# THE EXERCISE
Convert the lines below into a JSON list of strings, one string per line and no blank lines. Start at the line containing "trace --target refrigerator" and end at the final line.

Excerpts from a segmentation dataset

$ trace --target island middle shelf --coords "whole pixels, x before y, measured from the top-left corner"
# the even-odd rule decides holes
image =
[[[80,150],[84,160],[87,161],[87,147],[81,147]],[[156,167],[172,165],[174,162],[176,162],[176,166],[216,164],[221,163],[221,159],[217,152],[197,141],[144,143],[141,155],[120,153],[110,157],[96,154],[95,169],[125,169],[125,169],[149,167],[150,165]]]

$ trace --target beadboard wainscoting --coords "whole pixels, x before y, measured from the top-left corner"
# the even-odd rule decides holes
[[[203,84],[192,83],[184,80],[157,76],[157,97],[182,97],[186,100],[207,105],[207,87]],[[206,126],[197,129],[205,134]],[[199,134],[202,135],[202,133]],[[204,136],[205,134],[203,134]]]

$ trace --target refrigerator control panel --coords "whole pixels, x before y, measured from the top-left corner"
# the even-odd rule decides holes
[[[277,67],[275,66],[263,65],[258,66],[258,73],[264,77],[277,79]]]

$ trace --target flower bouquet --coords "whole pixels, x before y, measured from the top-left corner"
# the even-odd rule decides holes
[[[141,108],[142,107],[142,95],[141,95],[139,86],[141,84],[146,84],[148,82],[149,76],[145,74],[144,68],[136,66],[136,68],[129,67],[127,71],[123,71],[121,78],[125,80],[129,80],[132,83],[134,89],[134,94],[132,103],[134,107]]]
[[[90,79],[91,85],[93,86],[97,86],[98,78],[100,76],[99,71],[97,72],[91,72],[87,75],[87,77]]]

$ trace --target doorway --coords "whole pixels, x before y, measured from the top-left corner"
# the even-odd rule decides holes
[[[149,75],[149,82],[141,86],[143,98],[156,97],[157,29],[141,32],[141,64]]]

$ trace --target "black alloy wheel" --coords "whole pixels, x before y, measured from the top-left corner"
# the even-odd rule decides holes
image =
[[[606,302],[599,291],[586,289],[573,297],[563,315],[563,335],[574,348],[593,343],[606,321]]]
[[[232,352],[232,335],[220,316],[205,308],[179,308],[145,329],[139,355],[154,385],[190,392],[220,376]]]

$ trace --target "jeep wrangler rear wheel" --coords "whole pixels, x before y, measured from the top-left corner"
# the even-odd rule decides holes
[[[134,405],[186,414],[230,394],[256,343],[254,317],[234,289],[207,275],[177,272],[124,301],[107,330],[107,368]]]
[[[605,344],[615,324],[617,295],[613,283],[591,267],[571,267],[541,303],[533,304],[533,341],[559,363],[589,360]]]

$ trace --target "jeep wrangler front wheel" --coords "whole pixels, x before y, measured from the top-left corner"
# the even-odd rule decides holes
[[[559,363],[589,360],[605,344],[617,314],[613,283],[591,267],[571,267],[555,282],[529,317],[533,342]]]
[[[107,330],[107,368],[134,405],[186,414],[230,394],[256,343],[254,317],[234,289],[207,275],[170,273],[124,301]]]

# ANSWER BELOW
[
  "$ trace --target refrigerator control panel --coords \"whole pixels, x before y, measured from the top-left corner\"",
  "# the even-odd rule decides holes",
  "[[[277,67],[275,66],[263,65],[258,66],[258,73],[264,77],[277,79]]]",
  "$ trace --target flower bouquet --coords \"whole pixels, x before y, measured from the top-left corner\"",
  "# the even-odd rule decides holes",
  "[[[141,108],[142,107],[142,95],[141,95],[139,86],[141,84],[146,84],[148,82],[149,76],[145,74],[144,68],[136,66],[136,68],[129,67],[127,71],[123,71],[121,78],[125,80],[129,80],[132,83],[134,89],[134,94],[132,103],[134,107]]]",
  "[[[90,79],[91,85],[93,86],[97,86],[98,78],[100,76],[99,71],[97,72],[91,72],[87,75],[87,77]]]",
  "$ trace --target doorway --coords \"whole pixels, x before y, measured from the top-left corner\"",
  "# the even-odd rule decides holes",
  "[[[149,75],[149,82],[141,86],[143,98],[156,97],[157,29],[141,32],[141,64]]]",
  "$ trace --target \"black alloy wheel\" --coords \"whole pixels, x before y, measured from the top-left corner\"",
  "# the even-odd rule decides holes",
  "image =",
  "[[[606,302],[599,291],[586,289],[573,297],[563,315],[563,335],[574,348],[593,343],[606,321]]]",
  "[[[232,352],[232,335],[220,316],[205,308],[179,308],[145,329],[139,355],[154,385],[190,392],[220,376]]]",
  "$ trace --target \"jeep wrangler rear wheel\" --coords \"whole pixels, x before y, measured from the top-left corner\"",
  "# the even-odd rule decides holes",
  "[[[134,405],[186,414],[230,394],[256,343],[254,317],[234,289],[207,275],[177,272],[124,301],[107,330],[107,368]]]",
  "[[[605,344],[615,324],[617,295],[613,283],[591,267],[571,267],[541,303],[533,304],[533,341],[559,363],[589,360]]]",
  "$ trace --target \"jeep wrangler front wheel\" --coords \"whole pixels, x before y, measured from the top-left corner\"",
  "# the even-odd rule decides holes",
  "[[[559,363],[589,360],[605,344],[617,314],[613,283],[591,267],[571,267],[555,282],[529,317],[533,342]]]",
  "[[[107,330],[107,368],[134,405],[186,414],[230,394],[256,343],[254,317],[234,289],[207,275],[170,273],[124,301]]]"
]